To-do list:
**1.** Rewrite the SQL Server deadlock post from "Then, we process" to "advantages of parallelism.", putting "PAGLOCK" in place of "ROWLOCK".
**2.** Carry on writing the SQL Server deadlock post from the point where it stops.

Preventing deadlocks in SQL Server

Preventing deadlocks in SQL Server - sql

I have an application connected to a SQL Server 2014 database that combines several rows into one. There are no other connections to this database while the application is running.
First, select a chunk of rows within a specific time span. This query uses a non-clustered seek (TIME column) merged with a clustered lookup.
select ...
from FOO
where TIME >= #from and TIME < #to and ...
Then, we process these rows in c# and write changes as a single update and multiple deletes, this happens many times per chunk. These also use non-clustered index seeks.
begin tran
update FOO set ...
where NON_CLUSTERED_ID = #id
delete FOO where NON_CLUSTERED_ID in (#id1, #id2, #id3, ...)
commit
I am getting deadlocks when running this with multiple parallel chunks. I tried using ROWLOCK for the update and delete but that caused even more deadlocks than before for some reason, even though there are no overlaps between chunks.
Then I tried TABLOCKX, HOLDLOCK on the update, but that means I can't perform my select in parallel so I'm losing the advantages of parallelism.
Any idea how I can avoid deadlocks but still process multiple parallel chunks?
Would it be safe to use NOLOCK on my select in this case, given there is no row overlap between chunks? Then TABLOCKX, HOLDLOCK would only block the update and delete, correct?
Or should I just accept that deadlocks will happen and retry the query in my application?

Provided data:
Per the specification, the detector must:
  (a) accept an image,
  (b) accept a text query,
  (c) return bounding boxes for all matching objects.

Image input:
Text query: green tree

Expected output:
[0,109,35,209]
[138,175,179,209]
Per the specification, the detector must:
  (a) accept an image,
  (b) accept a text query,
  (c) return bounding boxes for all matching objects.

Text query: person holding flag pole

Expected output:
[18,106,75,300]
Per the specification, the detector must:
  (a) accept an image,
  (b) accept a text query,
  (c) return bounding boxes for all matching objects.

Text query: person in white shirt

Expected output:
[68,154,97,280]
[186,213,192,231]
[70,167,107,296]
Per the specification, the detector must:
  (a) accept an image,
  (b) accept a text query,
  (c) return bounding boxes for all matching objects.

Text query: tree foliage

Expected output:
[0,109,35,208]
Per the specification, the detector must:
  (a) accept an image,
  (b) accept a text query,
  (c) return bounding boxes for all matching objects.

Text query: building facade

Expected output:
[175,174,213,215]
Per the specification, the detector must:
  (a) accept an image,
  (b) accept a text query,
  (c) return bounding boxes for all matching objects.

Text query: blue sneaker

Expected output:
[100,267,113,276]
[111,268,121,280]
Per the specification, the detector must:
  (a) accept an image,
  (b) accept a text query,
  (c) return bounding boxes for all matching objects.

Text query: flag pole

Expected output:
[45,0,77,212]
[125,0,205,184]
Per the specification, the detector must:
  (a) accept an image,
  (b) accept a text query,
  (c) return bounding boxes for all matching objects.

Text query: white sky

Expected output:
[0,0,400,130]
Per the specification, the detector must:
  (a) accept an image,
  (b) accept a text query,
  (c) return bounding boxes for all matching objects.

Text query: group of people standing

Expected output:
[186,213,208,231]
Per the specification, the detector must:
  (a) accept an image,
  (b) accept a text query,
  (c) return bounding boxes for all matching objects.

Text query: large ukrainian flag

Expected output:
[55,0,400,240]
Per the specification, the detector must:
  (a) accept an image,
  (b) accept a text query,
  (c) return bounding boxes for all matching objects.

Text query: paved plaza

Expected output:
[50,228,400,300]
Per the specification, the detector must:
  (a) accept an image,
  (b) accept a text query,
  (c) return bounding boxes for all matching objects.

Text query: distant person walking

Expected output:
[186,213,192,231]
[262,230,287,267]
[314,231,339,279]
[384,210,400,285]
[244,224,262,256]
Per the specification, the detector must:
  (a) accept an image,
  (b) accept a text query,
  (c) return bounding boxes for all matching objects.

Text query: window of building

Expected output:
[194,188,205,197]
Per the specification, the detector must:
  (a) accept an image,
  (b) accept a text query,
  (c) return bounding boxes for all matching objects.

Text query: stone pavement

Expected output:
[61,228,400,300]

Per-task answers:
**1.**
Then, we process these rows in c# and write changes as a single update and multiple deletes, this happens many times per chunk. These also use non-clustered index seeks.
begin tran
update FOO set ...
where NON_CLUSTERED_ID = #id
delete FOO where NON_CLUSTERED_ID in (#id1, #id2, #id3, ...)
commit
I am getting deadlocks when running this with multiple parallel chunks. I tried using PAGLOCK for the update and delete but that caused even more deadlocks than before for some reason, even though there are no overlaps between chunks.
Then I tried TABLOCKX, HOLDLOCK on the update, but that means I can't perform my select in parallel so I'm losing the advantages of parallelism.

**2.**
UPDATE (additional information): All deadlocks so far have happened in the update and delete phase, none in the select. I'll try to get some deadlock logs up if I can't get this solved today (the correct trace flags weren't enabled before).
UPDATE: These are the two arrangements of deadlocks that occur with ROWLOCK, they both refer only to the delete statement and the non-clustered index it uses. I'm not sure if these are the same as the deadlocks that occur without any table hints as I wasn't able to reproduce any of those.
Ask if there's anything else needed from the .xdl, I'm a bit weary of attaching the whole thing.

The general advice regarding deadlocks: make sure you do everything in the same order, i.e. acquire locks in the same order, for different processes.
You can find the same advice in this technical article on microsoft.com regarding Minimizing Deadlocks. There's a good reason it is listed first.
Access objects in the same order.
Avoid user interaction in transactions.
Keep transactions short and in one batch.
Use a lower isolation level.
Use a row versioning-based isolation level.
Set READ_COMMITTED_SNAPSHOT database option ON to enable read-committed transactions to use row versioning.
Use snapshot isolation.
Use bound connections.
Update after question from Cato:
How would acquiring locks in the same order apply here? Have you got any advice on how he would change his SQL to do that?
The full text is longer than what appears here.